● DATA SHOWN
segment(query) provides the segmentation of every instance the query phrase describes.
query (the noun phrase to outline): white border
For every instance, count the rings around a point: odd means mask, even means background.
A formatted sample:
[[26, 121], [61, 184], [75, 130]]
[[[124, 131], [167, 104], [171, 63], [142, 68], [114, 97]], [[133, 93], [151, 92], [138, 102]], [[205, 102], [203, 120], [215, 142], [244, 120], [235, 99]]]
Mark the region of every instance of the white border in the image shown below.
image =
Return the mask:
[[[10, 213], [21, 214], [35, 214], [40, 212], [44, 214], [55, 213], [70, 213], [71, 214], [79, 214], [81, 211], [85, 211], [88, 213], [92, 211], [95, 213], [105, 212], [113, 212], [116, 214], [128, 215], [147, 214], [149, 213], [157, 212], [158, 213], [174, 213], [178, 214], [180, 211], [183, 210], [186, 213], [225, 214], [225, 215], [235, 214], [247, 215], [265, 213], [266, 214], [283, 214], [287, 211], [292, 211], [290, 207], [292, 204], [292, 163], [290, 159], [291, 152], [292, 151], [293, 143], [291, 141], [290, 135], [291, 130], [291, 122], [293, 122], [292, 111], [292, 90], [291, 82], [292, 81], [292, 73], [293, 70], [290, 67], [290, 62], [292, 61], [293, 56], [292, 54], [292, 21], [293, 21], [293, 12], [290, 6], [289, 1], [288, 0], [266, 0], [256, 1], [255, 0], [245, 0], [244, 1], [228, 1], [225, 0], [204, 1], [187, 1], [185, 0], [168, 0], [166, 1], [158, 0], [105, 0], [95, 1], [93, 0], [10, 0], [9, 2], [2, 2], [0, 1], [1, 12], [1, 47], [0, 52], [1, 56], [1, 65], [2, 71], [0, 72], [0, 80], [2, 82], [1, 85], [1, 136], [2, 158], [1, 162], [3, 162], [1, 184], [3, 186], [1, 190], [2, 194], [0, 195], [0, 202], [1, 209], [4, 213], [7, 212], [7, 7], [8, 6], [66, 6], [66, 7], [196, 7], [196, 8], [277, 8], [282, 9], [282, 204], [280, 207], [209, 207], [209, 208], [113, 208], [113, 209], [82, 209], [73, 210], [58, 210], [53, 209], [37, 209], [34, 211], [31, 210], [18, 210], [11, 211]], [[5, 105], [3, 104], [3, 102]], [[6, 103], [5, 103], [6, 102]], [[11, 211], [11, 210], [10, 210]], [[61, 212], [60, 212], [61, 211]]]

● TO DO
Please return the listing above line for line, with every character unchanged.

● WRITTEN REPLY
segment(query) provides the segmentation of every instance the query phrase describes.
query (the noun phrase to outline): white border
For every instance, count the rings around a point: odd means mask, even means background.
A formatted sample:
[[26, 121], [61, 184], [75, 130]]
[[[124, 131], [167, 104], [171, 63], [142, 68], [114, 97]], [[133, 93], [151, 92], [138, 102]], [[205, 102], [203, 120], [215, 142], [244, 120], [235, 99]]]
Mark the region of every instance of the white border in the image shown below.
image =
Return the mask:
[[[10, 213], [21, 214], [35, 214], [40, 212], [44, 214], [55, 213], [70, 213], [71, 214], [79, 214], [81, 211], [85, 211], [88, 213], [92, 211], [95, 213], [105, 212], [113, 212], [116, 214], [128, 215], [147, 214], [149, 213], [157, 212], [158, 213], [174, 213], [178, 214], [180, 211], [183, 210], [186, 213], [225, 214], [225, 215], [235, 214], [247, 215], [265, 213], [266, 214], [283, 214], [287, 211], [292, 211], [290, 207], [292, 204], [292, 163], [290, 159], [291, 152], [292, 151], [293, 143], [291, 141], [290, 135], [291, 130], [291, 122], [293, 122], [292, 111], [292, 90], [291, 82], [292, 81], [292, 73], [293, 70], [290, 67], [290, 62], [292, 61], [293, 56], [292, 54], [292, 21], [293, 21], [293, 12], [290, 6], [289, 1], [288, 0], [266, 0], [256, 1], [255, 0], [245, 0], [244, 1], [228, 1], [225, 0], [204, 1], [187, 1], [185, 0], [168, 0], [166, 1], [158, 0], [105, 0], [95, 1], [93, 0], [10, 0], [9, 2], [2, 2], [0, 1], [1, 12], [1, 47], [0, 52], [1, 56], [1, 65], [2, 71], [0, 72], [0, 80], [2, 82], [1, 85], [1, 136], [2, 158], [1, 162], [3, 162], [1, 184], [3, 186], [1, 190], [2, 194], [0, 195], [0, 202], [1, 209], [4, 213], [7, 212], [7, 7], [8, 6], [66, 6], [66, 7], [196, 7], [196, 8], [277, 8], [282, 9], [282, 204], [280, 207], [209, 207], [209, 208], [113, 208], [113, 209], [82, 209], [73, 210], [58, 210], [53, 209], [37, 209], [34, 211], [31, 210], [18, 210], [11, 211]], [[5, 105], [3, 104], [3, 102]], [[6, 103], [5, 103], [6, 102]], [[11, 211], [11, 210], [10, 210]], [[61, 212], [60, 212], [61, 211]]]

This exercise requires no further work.